▶ [Exercise aim]: Lines from the one containing "Exercise. Mark the roof" through the final line of the records below are needed, copied exactly, with no pictures.

▶ [The input]:
--*--

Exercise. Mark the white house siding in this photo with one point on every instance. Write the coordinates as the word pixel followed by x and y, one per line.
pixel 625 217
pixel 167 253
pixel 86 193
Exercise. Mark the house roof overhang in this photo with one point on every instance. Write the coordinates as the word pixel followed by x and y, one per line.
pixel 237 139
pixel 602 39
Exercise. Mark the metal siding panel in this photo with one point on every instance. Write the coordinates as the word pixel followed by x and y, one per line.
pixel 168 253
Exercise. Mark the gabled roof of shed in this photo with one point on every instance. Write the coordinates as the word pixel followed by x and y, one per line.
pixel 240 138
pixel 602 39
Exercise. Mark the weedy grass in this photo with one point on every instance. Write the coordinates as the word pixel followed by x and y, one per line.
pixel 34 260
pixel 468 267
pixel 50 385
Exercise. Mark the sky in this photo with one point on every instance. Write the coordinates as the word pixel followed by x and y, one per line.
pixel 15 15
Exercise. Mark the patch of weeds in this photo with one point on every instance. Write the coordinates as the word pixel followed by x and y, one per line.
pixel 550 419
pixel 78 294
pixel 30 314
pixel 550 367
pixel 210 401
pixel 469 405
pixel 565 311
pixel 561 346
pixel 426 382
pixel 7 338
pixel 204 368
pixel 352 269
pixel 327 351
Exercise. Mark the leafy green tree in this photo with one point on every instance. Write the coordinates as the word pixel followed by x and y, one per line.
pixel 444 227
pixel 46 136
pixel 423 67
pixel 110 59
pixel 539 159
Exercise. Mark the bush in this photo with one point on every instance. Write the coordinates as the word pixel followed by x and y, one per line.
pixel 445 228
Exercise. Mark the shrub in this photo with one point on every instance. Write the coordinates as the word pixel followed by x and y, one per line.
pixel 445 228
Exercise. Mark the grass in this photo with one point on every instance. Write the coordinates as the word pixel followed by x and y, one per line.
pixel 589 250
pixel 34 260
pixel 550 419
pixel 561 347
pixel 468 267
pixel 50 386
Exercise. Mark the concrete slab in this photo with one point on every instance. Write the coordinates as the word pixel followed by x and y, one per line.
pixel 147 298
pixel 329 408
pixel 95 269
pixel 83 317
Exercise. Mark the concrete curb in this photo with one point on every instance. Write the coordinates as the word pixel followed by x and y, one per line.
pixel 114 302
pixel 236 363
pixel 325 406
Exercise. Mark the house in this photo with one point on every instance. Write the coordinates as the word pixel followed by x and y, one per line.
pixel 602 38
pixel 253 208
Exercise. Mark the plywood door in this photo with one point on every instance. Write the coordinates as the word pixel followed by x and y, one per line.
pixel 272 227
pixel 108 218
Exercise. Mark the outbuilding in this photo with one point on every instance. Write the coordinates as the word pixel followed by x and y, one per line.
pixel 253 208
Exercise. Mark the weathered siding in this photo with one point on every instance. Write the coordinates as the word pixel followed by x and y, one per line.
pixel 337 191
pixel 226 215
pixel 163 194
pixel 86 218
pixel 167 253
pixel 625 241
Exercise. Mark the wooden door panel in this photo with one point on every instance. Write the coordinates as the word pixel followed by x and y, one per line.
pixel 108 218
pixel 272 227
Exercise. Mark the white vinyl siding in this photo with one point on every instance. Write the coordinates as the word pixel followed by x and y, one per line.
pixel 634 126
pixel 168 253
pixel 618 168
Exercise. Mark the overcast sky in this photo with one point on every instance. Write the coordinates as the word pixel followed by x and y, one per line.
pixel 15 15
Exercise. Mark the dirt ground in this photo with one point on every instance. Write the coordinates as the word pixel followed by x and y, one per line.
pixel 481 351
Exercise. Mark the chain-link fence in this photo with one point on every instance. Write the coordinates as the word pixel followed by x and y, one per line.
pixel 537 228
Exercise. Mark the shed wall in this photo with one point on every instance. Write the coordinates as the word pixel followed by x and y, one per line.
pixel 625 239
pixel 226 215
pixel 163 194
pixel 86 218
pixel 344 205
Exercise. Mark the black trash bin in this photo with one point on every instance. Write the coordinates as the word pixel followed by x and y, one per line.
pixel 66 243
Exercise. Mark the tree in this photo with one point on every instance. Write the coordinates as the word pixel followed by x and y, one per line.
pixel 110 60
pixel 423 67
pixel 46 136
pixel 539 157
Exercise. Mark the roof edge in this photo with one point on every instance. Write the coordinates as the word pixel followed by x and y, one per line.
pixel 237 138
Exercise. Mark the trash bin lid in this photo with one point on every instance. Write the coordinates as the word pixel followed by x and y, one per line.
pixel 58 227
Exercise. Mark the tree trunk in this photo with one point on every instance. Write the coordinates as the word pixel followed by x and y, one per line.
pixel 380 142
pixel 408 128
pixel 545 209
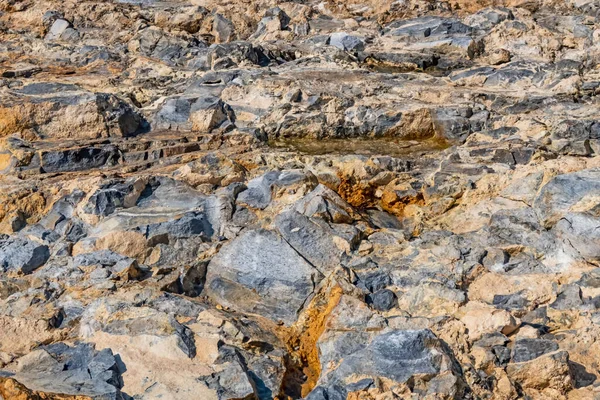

--*--

▶ [Result for this exercise]:
Exercise. Mark the roof edge in this photo with one point on every instance. Write the coordinates as the word pixel followed by x and y, one per line.
pixel 237 138
Exercise. Mark the trash bin lid in this photo with one point on every instance. Write the coordinates as the word pixel followed by x and y, one per line.
pixel 58 227
Exercise. Mark the tree trunk in this photo with one point on every instance. Write the coordinates as the word pixel followed by x and y, one per line.
pixel 380 142
pixel 408 128
pixel 545 209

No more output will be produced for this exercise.